*Requirements:*
• 1. Answer these questions from the fish finder thread:
(a) How many gray levels do the B&W units display?
(b) At which two frequencies do the dual beams of most transducers operate?
(c) What does landyman advise doing if side imaging is affordable?
• 2. Rewrite the fish finder thread from "## landyman (Oct" to "going colour now.", replacing "colour" with "color".
• 3. Continue the fish finder thread from where it stops.
**** Passage to read
I think that most of the high-end Humminbird units have the same resolving power. Most of the transducers have dual beams operating at 83khz and 200khz (some also have a 455khz beam) with a claimed 2.5" target separation. This applies to both the color and B&W units. The advantage of the color units is in how the returns are displayed. The B&W units have a 16 level gray scale and the color units have a 256 color display. The return strength can be displayed over a wider range with the color finder. It's just my opinion, but I find it much easier to interpret the image when displayed in color. The different colors are easier for me to pick out than the subtle tonal separations of the B&W. This is particularly noticeable in bright sun when the apparent screen contrast is lower. I don't think you will gain much from a color unit if you rely only on the fish ID feature. In that case it is just a matter of which unit has the better signal processor (SP is probably very similar across the product lines). Where the color finder will really be a benefit is when looking at the raw image. A dense target will stand out against background more on a color display. Here are some examples (Note: side imaging sonar is a completely different ballgame  )


----------



## landyman (Oct 17, 2007)

mmmmmm .... side imaging... if you can afford side imaging.. GET IT 8)


----------



## Guest (Dec 2, 2007)

Thx Douglas

Im definately going colour now.
********
**** Material
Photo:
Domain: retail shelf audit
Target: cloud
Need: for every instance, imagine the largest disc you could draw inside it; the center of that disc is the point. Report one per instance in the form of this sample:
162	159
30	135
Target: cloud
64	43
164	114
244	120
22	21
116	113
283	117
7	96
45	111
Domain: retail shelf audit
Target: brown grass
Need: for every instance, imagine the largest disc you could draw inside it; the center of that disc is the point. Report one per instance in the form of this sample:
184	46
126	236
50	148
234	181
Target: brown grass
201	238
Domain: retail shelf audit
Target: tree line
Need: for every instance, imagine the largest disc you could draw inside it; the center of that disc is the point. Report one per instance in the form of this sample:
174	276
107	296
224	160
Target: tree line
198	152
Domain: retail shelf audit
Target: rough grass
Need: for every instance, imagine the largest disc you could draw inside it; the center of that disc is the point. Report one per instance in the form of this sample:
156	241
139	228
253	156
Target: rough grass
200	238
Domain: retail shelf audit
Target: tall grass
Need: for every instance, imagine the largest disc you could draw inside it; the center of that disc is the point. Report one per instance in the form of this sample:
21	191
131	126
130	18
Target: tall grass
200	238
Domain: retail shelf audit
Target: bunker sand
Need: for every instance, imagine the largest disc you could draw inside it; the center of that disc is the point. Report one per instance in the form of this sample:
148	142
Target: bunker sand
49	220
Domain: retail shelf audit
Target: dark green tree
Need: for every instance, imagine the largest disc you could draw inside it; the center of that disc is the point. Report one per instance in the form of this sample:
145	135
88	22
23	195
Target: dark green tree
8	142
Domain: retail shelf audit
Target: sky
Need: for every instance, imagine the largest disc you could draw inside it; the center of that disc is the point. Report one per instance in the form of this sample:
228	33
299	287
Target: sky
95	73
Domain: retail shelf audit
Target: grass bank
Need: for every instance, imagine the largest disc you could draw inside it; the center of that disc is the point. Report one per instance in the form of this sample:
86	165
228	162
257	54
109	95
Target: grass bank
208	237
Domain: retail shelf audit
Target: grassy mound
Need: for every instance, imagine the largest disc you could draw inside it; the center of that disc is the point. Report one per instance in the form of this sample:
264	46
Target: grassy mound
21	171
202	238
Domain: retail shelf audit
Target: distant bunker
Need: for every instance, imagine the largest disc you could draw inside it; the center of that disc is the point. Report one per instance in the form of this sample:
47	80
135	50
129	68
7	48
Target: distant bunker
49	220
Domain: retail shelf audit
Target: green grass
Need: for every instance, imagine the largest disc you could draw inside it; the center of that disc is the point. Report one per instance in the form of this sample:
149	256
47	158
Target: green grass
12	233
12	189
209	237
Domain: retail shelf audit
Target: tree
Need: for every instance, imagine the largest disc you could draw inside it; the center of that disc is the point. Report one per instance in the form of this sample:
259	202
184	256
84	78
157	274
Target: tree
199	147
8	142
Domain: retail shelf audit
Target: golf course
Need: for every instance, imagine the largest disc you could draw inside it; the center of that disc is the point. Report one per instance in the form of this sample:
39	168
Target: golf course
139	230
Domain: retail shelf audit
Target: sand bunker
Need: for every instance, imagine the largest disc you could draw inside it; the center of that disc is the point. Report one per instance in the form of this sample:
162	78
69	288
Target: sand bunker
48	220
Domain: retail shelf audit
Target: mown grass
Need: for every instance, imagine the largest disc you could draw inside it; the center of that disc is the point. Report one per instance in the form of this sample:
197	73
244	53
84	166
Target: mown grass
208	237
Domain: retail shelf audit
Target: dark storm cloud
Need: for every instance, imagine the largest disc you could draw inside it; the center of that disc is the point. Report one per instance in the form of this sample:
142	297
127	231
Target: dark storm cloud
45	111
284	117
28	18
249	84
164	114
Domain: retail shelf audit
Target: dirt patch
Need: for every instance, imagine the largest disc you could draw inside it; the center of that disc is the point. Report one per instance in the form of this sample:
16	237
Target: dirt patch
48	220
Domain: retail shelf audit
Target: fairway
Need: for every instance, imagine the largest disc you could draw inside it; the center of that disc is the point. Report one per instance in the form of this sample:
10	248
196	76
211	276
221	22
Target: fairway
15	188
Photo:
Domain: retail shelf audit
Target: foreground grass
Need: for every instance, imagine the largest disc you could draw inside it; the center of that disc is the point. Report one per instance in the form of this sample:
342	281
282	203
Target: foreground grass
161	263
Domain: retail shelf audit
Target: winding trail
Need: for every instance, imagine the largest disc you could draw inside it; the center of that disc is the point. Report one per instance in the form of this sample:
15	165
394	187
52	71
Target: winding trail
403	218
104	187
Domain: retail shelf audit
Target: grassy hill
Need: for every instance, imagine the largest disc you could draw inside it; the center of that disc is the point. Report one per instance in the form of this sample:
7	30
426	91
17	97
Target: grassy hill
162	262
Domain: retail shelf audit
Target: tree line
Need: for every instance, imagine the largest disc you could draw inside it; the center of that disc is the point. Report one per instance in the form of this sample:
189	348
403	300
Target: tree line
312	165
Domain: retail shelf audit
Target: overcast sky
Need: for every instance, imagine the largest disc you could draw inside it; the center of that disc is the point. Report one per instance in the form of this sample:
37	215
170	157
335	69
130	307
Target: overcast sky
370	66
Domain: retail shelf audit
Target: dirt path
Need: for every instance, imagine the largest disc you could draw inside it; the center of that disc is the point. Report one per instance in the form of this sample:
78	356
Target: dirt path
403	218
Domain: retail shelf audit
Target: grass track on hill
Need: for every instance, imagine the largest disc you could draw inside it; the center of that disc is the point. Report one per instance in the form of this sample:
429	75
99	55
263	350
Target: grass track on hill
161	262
********
*Responses in order:*
• 1.
(a) 16
(b) 83khz and 200khz
(c) Get it.

• 2.
## landyman (Oct 17, 2007)

mmmmmm .... side imaging... if you can afford side imaging.. GET IT 8)


----------



## Guest (Dec 2, 2007)

Thx Douglas

Im definately going color now.

• 3.
This is as much as I can afford, was looking at getting one from the USA over the weekend but the warranty issues and metric features concern me so will be buying it in Australia.

Going for the Humminbird 343C  I have ordered a ram mount from Hook One to mount this one up to my new Revo which I am picking up next week 

http://www.bla.com.au/index.php?fn=prod ... 3b647f01bc

I like the dual beam technology and its compact size.

Cheers


----------



## landyman (Oct 17, 2007)

MacFish said:


> Thx Douglas
> 
> Im definately going colour now.
> 
> ...


let us know what the best price you can get it for.. my local shop is pretty good and I'm sure he'd ship it straight to you..


----------



## Guest (Dec 2, 2007)

landyman said:


> MacFish said:
> 
> 
> > Thx Douglas
> ...


Thx Landyman

I have a mate that can do a sweet deal for me on them so I doubt whether your friend could match the price, but thx anyway.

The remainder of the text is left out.